= TASK STATEMENT =
Copy out only the span from the line with "Would you mind marking the fence" to the end of the data, both ends kept, word for word.

[Position identification records]
-- -- --
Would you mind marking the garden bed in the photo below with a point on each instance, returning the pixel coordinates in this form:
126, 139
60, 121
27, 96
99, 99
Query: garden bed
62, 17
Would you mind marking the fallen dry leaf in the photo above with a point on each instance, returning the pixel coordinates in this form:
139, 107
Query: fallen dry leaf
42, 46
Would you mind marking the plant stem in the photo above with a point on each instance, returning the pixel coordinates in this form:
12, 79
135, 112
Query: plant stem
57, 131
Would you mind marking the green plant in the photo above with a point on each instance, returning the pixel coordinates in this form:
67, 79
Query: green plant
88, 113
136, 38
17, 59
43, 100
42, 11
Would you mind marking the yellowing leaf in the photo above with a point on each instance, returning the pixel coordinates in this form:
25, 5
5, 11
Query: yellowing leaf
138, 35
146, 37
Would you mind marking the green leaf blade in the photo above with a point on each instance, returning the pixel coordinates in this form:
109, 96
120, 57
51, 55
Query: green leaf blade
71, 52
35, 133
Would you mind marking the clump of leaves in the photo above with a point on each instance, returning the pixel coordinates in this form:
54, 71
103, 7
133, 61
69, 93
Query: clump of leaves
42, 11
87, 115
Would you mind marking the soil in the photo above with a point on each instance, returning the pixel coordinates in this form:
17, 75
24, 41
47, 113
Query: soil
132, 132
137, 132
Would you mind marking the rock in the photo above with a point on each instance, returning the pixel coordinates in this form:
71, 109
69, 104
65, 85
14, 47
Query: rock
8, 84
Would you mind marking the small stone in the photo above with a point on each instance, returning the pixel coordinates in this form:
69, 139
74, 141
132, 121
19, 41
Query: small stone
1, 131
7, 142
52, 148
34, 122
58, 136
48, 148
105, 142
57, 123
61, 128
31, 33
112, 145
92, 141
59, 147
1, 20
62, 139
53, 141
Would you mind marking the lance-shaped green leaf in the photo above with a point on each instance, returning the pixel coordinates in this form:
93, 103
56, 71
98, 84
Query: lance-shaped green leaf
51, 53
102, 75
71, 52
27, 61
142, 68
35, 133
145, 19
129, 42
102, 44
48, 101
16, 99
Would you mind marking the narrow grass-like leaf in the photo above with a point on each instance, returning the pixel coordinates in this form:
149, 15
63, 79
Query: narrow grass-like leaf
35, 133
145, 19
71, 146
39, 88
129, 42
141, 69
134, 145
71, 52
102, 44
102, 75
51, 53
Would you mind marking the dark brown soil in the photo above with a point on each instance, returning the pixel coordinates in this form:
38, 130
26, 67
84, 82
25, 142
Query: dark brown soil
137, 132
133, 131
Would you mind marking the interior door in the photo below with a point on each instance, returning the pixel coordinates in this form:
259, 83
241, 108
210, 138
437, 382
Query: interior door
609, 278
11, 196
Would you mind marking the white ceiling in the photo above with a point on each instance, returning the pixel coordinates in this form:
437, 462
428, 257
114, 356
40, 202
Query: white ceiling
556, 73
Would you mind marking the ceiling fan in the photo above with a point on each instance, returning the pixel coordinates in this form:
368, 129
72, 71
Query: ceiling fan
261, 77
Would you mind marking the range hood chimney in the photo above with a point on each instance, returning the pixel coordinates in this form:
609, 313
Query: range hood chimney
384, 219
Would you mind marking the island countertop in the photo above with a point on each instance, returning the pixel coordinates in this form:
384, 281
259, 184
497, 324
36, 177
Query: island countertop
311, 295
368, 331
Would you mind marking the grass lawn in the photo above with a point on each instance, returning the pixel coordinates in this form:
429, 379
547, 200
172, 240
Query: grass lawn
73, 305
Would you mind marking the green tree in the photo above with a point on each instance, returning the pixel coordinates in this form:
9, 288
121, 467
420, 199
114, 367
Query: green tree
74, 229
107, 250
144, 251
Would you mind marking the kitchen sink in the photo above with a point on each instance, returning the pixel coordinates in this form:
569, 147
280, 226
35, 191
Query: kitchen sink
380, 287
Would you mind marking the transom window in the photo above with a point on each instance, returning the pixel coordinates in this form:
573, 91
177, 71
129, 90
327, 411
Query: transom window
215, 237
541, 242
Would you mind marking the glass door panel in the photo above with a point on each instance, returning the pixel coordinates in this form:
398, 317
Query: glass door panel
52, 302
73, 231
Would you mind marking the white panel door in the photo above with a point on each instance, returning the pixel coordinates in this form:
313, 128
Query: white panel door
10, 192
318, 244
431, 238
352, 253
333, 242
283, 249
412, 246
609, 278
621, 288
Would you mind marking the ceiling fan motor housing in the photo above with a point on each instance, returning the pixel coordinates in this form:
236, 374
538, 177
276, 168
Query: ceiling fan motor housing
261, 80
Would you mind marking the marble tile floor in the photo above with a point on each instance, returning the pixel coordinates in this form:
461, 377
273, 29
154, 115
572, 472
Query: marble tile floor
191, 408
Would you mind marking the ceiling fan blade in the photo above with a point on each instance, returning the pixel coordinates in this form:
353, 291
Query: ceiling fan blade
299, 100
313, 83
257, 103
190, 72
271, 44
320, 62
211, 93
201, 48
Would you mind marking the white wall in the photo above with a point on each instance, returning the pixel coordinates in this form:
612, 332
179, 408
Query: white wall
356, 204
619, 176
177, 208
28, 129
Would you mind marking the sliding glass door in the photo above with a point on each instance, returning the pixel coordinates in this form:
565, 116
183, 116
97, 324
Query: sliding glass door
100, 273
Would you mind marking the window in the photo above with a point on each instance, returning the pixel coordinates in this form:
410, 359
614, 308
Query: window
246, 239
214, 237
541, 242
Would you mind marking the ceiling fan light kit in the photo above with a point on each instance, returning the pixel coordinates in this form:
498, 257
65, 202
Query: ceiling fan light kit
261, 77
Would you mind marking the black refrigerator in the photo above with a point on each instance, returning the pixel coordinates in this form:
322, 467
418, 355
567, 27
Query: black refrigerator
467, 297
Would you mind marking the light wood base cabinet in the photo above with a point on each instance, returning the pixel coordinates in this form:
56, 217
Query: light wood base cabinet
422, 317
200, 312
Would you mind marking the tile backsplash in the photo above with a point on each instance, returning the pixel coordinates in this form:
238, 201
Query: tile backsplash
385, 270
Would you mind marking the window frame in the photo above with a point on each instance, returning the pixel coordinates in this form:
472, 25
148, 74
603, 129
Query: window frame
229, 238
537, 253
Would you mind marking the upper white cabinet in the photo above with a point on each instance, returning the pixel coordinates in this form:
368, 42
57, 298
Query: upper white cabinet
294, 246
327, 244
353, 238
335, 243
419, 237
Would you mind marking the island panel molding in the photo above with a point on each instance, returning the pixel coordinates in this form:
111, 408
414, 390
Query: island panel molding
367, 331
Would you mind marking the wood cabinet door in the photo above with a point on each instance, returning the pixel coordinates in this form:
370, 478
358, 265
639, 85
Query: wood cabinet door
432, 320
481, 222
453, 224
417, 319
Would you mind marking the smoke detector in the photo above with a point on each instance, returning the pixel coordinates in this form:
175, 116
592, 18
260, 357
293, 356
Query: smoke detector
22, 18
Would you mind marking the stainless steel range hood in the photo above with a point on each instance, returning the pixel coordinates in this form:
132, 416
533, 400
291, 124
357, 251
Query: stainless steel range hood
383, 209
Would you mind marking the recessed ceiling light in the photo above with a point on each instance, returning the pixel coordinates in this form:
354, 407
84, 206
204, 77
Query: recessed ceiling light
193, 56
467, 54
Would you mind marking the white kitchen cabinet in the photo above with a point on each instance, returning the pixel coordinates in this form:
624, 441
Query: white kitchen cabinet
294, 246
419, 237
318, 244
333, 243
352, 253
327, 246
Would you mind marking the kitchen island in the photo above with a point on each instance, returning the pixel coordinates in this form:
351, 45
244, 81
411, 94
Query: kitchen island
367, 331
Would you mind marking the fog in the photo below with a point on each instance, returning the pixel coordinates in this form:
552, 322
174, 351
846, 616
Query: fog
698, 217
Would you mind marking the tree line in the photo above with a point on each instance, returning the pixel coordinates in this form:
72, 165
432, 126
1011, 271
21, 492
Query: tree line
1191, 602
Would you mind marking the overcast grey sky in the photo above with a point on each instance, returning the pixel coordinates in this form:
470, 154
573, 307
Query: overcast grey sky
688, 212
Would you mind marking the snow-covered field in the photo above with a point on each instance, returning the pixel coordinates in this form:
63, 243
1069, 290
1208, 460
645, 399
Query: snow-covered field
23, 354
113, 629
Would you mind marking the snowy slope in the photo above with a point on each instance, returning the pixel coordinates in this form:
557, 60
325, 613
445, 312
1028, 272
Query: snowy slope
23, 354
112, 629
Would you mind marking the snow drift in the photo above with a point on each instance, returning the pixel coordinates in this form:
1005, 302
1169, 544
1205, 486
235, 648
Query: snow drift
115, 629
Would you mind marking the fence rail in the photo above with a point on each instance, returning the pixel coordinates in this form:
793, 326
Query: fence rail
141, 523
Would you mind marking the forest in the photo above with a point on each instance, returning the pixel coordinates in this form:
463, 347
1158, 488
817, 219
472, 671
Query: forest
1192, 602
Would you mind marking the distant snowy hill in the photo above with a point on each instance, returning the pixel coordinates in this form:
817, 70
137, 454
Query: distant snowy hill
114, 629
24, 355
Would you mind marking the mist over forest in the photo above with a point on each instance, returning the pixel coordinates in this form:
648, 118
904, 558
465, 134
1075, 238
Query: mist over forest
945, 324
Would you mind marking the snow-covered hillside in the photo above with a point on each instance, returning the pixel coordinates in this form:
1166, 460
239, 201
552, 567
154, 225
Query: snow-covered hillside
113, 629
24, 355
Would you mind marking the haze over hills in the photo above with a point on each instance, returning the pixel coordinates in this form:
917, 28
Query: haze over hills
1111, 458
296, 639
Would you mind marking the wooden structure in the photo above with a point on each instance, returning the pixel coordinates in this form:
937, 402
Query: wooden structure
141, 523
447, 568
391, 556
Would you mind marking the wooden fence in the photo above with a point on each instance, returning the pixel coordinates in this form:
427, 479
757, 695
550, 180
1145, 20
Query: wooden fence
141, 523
-- -- --
= FULL SOLUTION =
Would you mind marking the fence rail in the photo above with a point on each instance, returning the pixel coordinates in this form:
793, 326
Query: fence rail
141, 523
Would you mind marking the forest in the photo above with a point on each instance, returning the pixel coordinates in this form:
463, 347
1158, 488
817, 219
472, 671
Query: forest
1192, 602
Would you mind marking the distant snowy hill in the photo above with a point on each instance, returning the pixel coordinates in this form:
817, 70
137, 454
Query: distant snowy hill
114, 629
24, 355
Would you mind marking the mist over forest in the photo above with a point on each instance, returning the pixel coordinates in this form:
648, 118
904, 558
465, 134
1075, 238
Query: mist over forest
945, 324
Would you mind marking the snow-covered hillside in the photo above with a point on each instance, returning the pixel coordinates in this form:
1166, 460
239, 201
552, 567
154, 225
Query: snow-covered hillside
113, 629
24, 355
Would you mind marking the haze over hills in the photo above with a point on each instance, returning the pixel coordinates in this form:
917, 28
Query: haze over hills
1111, 458
296, 639
Would you mind marking the wooden structure in the photo above with a point on each instance, returning the pixel coordinates in this form:
937, 402
Query: wooden structure
141, 523
447, 568
391, 556
Would you mind marking the wooden fence in the photo above with a point on each instance, returning the pixel coordinates in this form:
427, 479
757, 695
550, 180
1145, 20
Query: wooden fence
141, 523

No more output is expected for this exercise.